══ Selection ══
Dom Hélder Câmara, who tirelessly worked with the poorest in Brazil and for this was known as the bishop of the slums, is often quoted for when he said: “When I give to the poor, they call me a saint. When I ask why they are poor, they call me a Communist”.

The increase in misery... for society’s most vulnerable should seriously concern policymakers- Helena Dalli

And isn’t this the question we should all be asking and addressing: Why are people poor?

The recent study by Caritas, A Minimum Budget For A Decent Living, has confirmed scientifically what we know from our experience in the kitchens-cum-living rooms-cum-bedrooms of persons living in poverty.

The research has also thrown light on what we have been saying with regard to the phenomenon of the feminisation of poverty. Single motherhood is one of the correlates of poverty. The increase in the number of single women in poverty is significant, primarily as the proportion of poor families headed by single mothers keeps growing. This is not only a consequence of a low income but also the result of gender biases and stereotypes ingrained in society.

Surely, absent fathers who are ready to have children but not to carry the responsibility of caring and rearing do not help the situation. There are various reasons why single women with children become poor, top of which is because they have to live off welfare without the father’s financial support and their inability to find a job, which fits their child-rearing reality and which matches their skills, if they have any.
═══
Tasks to perform:
[a] In the piece on poverty, what was Dom Hélder Câmara known as?
[b] Summarize the piece on poverty in two sentences.
[c] Pick up the piece on poverty after its final sentence and continue it.
══ Recorded information ══
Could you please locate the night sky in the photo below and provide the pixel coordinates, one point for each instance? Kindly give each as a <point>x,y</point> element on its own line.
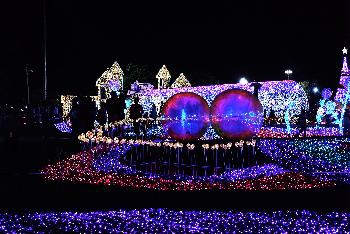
<point>216,41</point>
═══
Responses per task:
[a] He was known as the bishop of the slums.

[b] The piece on poverty opens with Dom Hélder Câmara's remark that he was called a saint for giving to the poor and a Communist for asking why they are poor, and it argues that everyone should be asking why people are poor. It cites the Caritas study A Minimum Budget For A Decent Living, which shows a feminisation of poverty: a growing share of poor families are headed by single mothers, many of whom live off welfare without the father's financial support and cannot find work that fits their child-rearing or their skills.

[c]
In order to properly address this situation we need further research to substantiate often well-known reasons into why women declare the father to be unknown. It may be because they already know that the father is not going to support his offspring. It may be in order not to give the father any rights over the child, especially if the baby is the result of a short-term relationship, if we may call it so.

Should it be the Department of Social Services that chases the fathers to take on their responsibilities or the mothers who have just given birth and are trying to organise and adjust their lives to the newly added responsibility of bringing up a child or even more than one child on her own? Should it be up to the court to decide the father’s right to custody considering his ability as a parent?

There are those then who say that we should consider withholding the welfare aid until the mother names the father. Others insist that this will compound the mother’s predicament.

Another question is, how are we addressing the lack of support structures for single mothers to get into paid work, with waiting lists for subsidised childcare, rigid conditions of work and precarious work? What we have does not even cater for the needs of a two-parent family let only those of a single parent (mainly mother) with children.

Definitely, we also need to work more on the culture of bringing up our girls with the mentality that there is no other way but to be self-sufficient, financially independent, to acquire enough skills to be able to provide for themselves and, eventually, for their children.

Boys, on the other hand, need to be made aware and responsible for their behaviour. We need to get it into their heads that when they father children they are as responsible as the mother who carries them in her womb and have an obligation and responsibility to care for those children in all ways and be present in their lives. The more support, the better the chances that the children will grow up to obtain the necessary skills to live a decent life and provide for themselves and their own offspring eventually.

We must do all that we can so that if we are not able to eradicate poverty, at least we will stop it from continuing to take on a feminine face surrounded by children who suffer the same fate.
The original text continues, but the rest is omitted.